[Opening Listed records section]

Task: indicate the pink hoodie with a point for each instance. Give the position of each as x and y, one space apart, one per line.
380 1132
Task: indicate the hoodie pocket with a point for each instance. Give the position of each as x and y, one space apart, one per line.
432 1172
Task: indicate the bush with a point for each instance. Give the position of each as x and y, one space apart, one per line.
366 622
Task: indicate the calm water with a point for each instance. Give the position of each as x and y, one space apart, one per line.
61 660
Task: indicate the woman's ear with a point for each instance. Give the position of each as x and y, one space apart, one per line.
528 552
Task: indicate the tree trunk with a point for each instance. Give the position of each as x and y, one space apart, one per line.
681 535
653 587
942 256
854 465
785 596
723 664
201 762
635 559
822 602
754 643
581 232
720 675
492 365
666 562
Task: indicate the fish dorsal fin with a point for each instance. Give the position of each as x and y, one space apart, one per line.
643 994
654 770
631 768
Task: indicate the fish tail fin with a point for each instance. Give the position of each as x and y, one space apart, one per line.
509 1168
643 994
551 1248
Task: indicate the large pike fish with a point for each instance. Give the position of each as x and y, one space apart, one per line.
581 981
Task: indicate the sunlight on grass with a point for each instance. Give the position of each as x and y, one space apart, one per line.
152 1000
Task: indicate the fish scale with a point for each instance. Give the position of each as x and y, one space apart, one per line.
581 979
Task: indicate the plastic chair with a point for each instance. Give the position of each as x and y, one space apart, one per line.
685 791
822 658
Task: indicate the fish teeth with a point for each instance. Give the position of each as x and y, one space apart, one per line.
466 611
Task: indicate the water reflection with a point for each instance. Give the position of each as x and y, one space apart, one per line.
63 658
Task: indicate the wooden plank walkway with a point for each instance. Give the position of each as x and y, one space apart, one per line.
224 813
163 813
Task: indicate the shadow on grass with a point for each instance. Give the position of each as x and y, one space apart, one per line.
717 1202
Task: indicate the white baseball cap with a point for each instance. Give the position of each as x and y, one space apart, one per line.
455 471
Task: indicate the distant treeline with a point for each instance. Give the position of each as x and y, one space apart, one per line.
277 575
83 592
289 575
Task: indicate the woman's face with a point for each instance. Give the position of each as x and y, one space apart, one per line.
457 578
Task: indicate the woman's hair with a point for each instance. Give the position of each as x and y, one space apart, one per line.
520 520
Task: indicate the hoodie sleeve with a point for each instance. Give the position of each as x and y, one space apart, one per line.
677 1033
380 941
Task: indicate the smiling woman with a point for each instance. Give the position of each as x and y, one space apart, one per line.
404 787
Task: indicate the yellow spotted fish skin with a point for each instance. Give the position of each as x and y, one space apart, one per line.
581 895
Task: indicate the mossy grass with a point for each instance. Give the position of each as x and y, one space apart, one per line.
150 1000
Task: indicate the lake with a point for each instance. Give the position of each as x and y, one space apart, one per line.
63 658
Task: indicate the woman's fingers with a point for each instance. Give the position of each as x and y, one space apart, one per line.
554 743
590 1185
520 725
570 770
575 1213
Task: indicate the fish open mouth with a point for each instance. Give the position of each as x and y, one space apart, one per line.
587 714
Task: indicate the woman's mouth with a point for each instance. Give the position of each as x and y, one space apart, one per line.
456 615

[Closing Listed records section]

All that is wanted is the set of lines from the one with "Task: indicate the hoodie sleeve" through the last line of the entries, both included, output exactly.

Task: indicate the hoodie sleeve with a point for each instance. Give the position of each as x and y, one space apart, one per line.
677 1033
380 941
Task: indicate the smiling woman with a point for each instance. Give the position of each as x and y, one space apart, one per line.
404 787
Task: indicate the yellow spotted fish skin with a point for each instance. Give the position of each as x and y, one space apart, one per line.
581 895
Task: indicate the mossy grass with a point for each instance. Give the position of each as x and y, one space apart, one per line.
150 1000
Task: indicate the lake with a point for each instance. Give the position of each as x and y, one space apart, one per line.
63 658
Task: indicate the woman's fingers with a point for each instance. Give the position of each as x and y, one space apart, one per line.
554 743
590 1185
520 725
570 770
575 1213
Task: indicate the fish open mouth with a point for each instance. Give the position of each as x and y, one space apart, one per line.
587 714
Task: indicate the woman's mouth with a point for each instance. Give the position of each as x and y, one space apart, one per line.
456 615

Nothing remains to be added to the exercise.